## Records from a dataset
^^^^
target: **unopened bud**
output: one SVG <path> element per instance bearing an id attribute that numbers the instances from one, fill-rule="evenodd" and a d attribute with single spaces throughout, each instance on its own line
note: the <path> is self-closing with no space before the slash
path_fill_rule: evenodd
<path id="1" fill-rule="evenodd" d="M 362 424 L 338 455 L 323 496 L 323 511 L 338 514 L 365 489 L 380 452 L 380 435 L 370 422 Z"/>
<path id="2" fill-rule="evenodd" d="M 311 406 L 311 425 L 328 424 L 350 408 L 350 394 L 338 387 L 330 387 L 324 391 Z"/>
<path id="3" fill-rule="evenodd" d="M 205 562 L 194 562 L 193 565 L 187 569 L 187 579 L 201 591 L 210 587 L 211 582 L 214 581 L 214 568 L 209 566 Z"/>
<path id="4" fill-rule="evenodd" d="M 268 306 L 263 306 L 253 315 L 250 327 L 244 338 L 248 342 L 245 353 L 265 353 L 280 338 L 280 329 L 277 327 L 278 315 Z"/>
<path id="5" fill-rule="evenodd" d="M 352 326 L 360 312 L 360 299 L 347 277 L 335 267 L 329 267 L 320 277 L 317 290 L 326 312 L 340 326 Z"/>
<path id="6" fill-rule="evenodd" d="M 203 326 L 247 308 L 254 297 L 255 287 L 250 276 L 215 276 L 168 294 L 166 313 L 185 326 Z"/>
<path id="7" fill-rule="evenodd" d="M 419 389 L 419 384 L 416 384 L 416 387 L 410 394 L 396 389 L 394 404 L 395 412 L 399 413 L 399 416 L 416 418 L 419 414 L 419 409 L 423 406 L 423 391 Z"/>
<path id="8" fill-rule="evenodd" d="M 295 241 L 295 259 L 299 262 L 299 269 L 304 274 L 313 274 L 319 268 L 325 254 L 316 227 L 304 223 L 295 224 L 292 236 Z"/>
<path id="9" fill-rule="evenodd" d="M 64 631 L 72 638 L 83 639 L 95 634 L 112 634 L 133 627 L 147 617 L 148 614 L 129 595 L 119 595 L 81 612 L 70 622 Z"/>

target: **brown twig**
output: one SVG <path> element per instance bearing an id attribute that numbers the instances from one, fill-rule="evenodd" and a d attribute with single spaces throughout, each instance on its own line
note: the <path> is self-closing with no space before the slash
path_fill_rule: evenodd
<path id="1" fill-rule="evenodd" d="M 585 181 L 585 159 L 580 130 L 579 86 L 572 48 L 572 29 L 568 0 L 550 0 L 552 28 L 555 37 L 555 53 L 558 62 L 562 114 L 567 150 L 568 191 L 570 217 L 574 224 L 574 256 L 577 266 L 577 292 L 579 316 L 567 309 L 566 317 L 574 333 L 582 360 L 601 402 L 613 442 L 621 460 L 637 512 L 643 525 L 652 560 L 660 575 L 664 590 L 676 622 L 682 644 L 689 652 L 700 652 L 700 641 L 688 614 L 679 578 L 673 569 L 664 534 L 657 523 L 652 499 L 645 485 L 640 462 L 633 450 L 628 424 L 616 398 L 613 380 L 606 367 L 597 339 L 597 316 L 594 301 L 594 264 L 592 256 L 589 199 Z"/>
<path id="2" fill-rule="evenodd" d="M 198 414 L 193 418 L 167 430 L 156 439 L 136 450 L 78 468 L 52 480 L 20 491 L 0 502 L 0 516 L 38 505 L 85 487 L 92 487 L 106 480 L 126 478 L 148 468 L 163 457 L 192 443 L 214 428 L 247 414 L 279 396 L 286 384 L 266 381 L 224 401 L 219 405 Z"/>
^^^^
Copy out each of these entries word for word.

target: **unopened bud**
output: one SVG <path> element per instance bearing an id attribute that numbers the instances from one, fill-rule="evenodd" and a d attribute with single spaces throughout, each instance on its own line
note: the <path> is self-closing with no space before the slash
path_fill_rule: evenodd
<path id="1" fill-rule="evenodd" d="M 362 424 L 338 455 L 323 496 L 323 511 L 338 514 L 365 489 L 380 452 L 380 435 L 370 422 Z"/>
<path id="2" fill-rule="evenodd" d="M 311 406 L 311 425 L 328 424 L 350 408 L 350 394 L 338 387 L 330 387 L 324 391 Z"/>
<path id="3" fill-rule="evenodd" d="M 205 562 L 194 562 L 193 565 L 187 569 L 187 579 L 201 591 L 210 587 L 211 582 L 214 581 L 214 568 L 209 566 Z"/>
<path id="4" fill-rule="evenodd" d="M 268 306 L 263 306 L 253 315 L 250 327 L 244 338 L 248 342 L 245 353 L 265 353 L 280 338 L 280 329 L 277 327 L 278 315 Z"/>
<path id="5" fill-rule="evenodd" d="M 352 326 L 360 312 L 360 299 L 347 277 L 335 267 L 329 267 L 320 277 L 317 290 L 326 312 L 340 326 Z"/>
<path id="6" fill-rule="evenodd" d="M 203 326 L 247 308 L 254 297 L 255 287 L 250 276 L 215 276 L 168 294 L 166 313 L 185 326 Z"/>
<path id="7" fill-rule="evenodd" d="M 419 389 L 419 384 L 416 384 L 416 387 L 410 394 L 396 389 L 394 404 L 395 412 L 399 413 L 399 416 L 416 418 L 419 414 L 419 409 L 423 406 L 423 391 Z"/>
<path id="8" fill-rule="evenodd" d="M 295 241 L 295 259 L 299 262 L 299 269 L 304 274 L 313 274 L 319 268 L 325 254 L 316 227 L 304 223 L 295 224 L 292 236 Z"/>
<path id="9" fill-rule="evenodd" d="M 64 631 L 72 638 L 83 639 L 95 634 L 112 634 L 133 627 L 147 617 L 148 614 L 129 595 L 119 595 L 81 612 L 70 622 Z"/>

target: **brown twig**
output: one SVG <path> element per instance bearing an id attribute that numbers the instances from one, fill-rule="evenodd" and a d attribute with single spaces throughout, each instance on its own line
note: the <path> is self-closing with no space before the slash
path_fill_rule: evenodd
<path id="1" fill-rule="evenodd" d="M 585 181 L 585 159 L 580 130 L 579 86 L 572 48 L 572 29 L 568 0 L 550 0 L 552 28 L 555 37 L 555 53 L 558 62 L 562 114 L 567 150 L 568 191 L 570 217 L 574 224 L 574 256 L 577 266 L 577 292 L 579 316 L 567 309 L 566 317 L 574 333 L 582 360 L 601 402 L 613 442 L 621 460 L 637 512 L 643 525 L 652 560 L 660 575 L 664 590 L 676 622 L 682 644 L 689 652 L 700 652 L 700 641 L 688 614 L 679 578 L 673 569 L 664 534 L 657 523 L 652 499 L 645 485 L 640 462 L 633 450 L 628 424 L 616 398 L 613 380 L 606 367 L 597 339 L 597 316 L 594 301 L 594 264 L 592 256 L 589 199 Z"/>
<path id="2" fill-rule="evenodd" d="M 198 414 L 193 418 L 167 430 L 156 439 L 136 450 L 78 468 L 52 480 L 20 491 L 0 502 L 0 516 L 38 505 L 85 487 L 92 487 L 106 480 L 126 478 L 148 468 L 163 457 L 192 443 L 214 428 L 247 414 L 279 396 L 286 384 L 266 381 L 224 401 L 219 405 Z"/>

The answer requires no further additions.